▸ Stated exercise
Extend the Nokia private wireless interview summary below, picking up right after its last sentence.

▸ Source excerpt
Head of Marketing for Nokia’s Enterprise Solutions division

Stephane Daeuble, Head of Marketing for Nokia’s Enterprise Solutions Division, in conversation with James Blackman of Enterprise IoT Insights, looks back at 2020, which he sees as a kind of tipping point for the private wireless market.

Key points:

  • Rapprochement between OT and IT
  • The private market is accelerating towards exit velocity
  • Governments are now on the private spectrum bandwagon
  • Unlicensed spectrum solutions take a big step forward with Nokia
  • National mobile operators are getting into the game

Podcast at a glance

Key factors in the increasing adoption of private wireless networks

Industry 4.0 projects tend to be substantial in scale and, for them to be executed well, an enterprise’s IT and OT teams need to come together. This also applies to the private wireless digitalization aspect of projects that support this industry.

We are seeing increasing evidence that the IT/OT divide is being bridged. Previously, the OT needs of asset-heavy industries were driven by the OT team. But following the transformation from analog to digital that came with the end of Industry 3.0, the involvement of IT became essential.

2020 was the first year in which we saw this happening. Increasing numbers of company-wide Industry 4.0 projects are now taking place where the OT and IT teams come to the table together to define a project and work towards a common goal.

▸ Data section
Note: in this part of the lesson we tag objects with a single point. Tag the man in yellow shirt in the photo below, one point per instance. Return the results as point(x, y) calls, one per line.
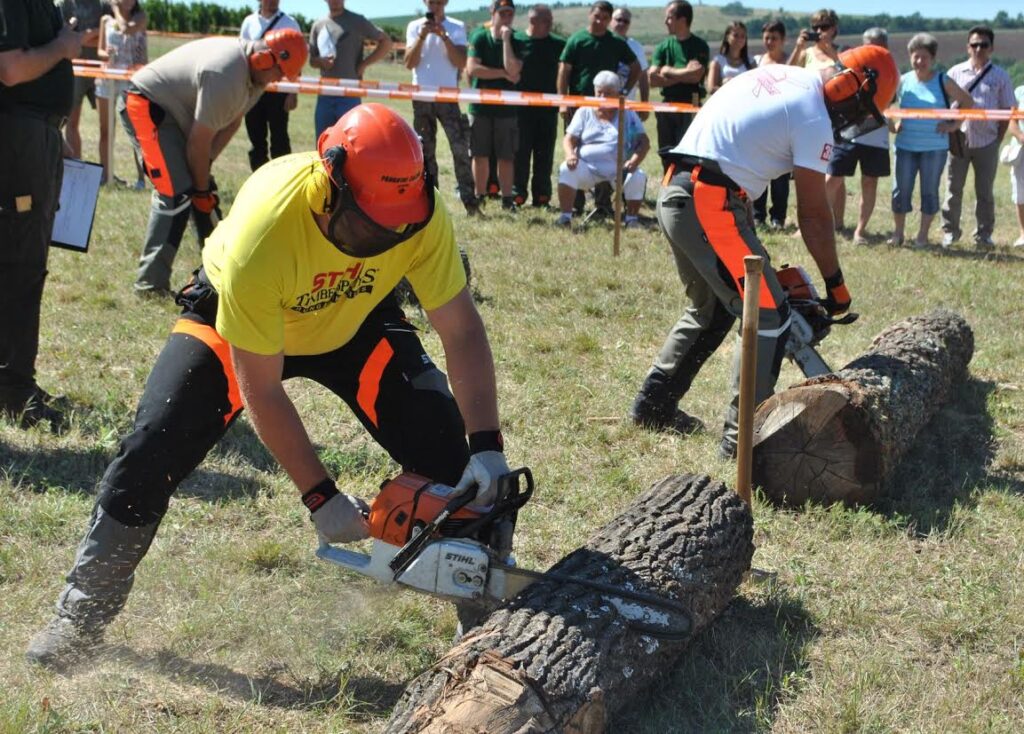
point(297, 282)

▸ Exercise output
This is a very important trend that will help to accelerate the adoption of private wireless in today’s market.

When will private wireless be a mass market?

It would not be accurate to say that private wireless has become a mass market yet. This is despite the fact that Nokia estimates that the potential market could benefit up to 15 million commercial venues, and that increasing numbers of enterprises are making new private LTE and 5G deployments.

It is clear that private wireless is a concept that people in our industry now understand. It is also clear that many stakeholders are starting to pay close attention to the potential of mobile technology for transforming the industry – in the same way that mobile phones have transformed consumers’ lives in the last 30 years.

But it will take many years before this is a mass market, even though there are obvious signs of acceleration in adoption. Between 2015 and the end of 2019, Nokia secured about 120 customers in this space. In 2020 alone, that number almost doubled.

Ecosystem and spectrum are crucial to adoption of 5G networks

There are two key factors linked to adoption: ecosystem and spectrum.

Ecosystem

On its own, a private wireless network is not much use. Today, we are comfortable that there is a strong ecosystem of 4.9G and LTE industrial devices that support almost all the use cases of heavy segment, heavy asset industry that we are addressing.

You can now find a variety of industrial systems that include connected factory tools and 500-tonne autonomous mining trucks that can connect to private wireless networks.

Spectrum

Spectrum was always seen as a challenge to the deployment of private wireless networks. But there has been positive momentum ever since 2016 when the US regulator, the Federal Communications Commission, agreed to release some shared spectrum to a wide variety of users.

In 2019 we saw France follow the US model by releasing spectrum, both for critical segments such as transport, utility and public safety, but also for industrial sites. Germany, Japan and the UK followed suit.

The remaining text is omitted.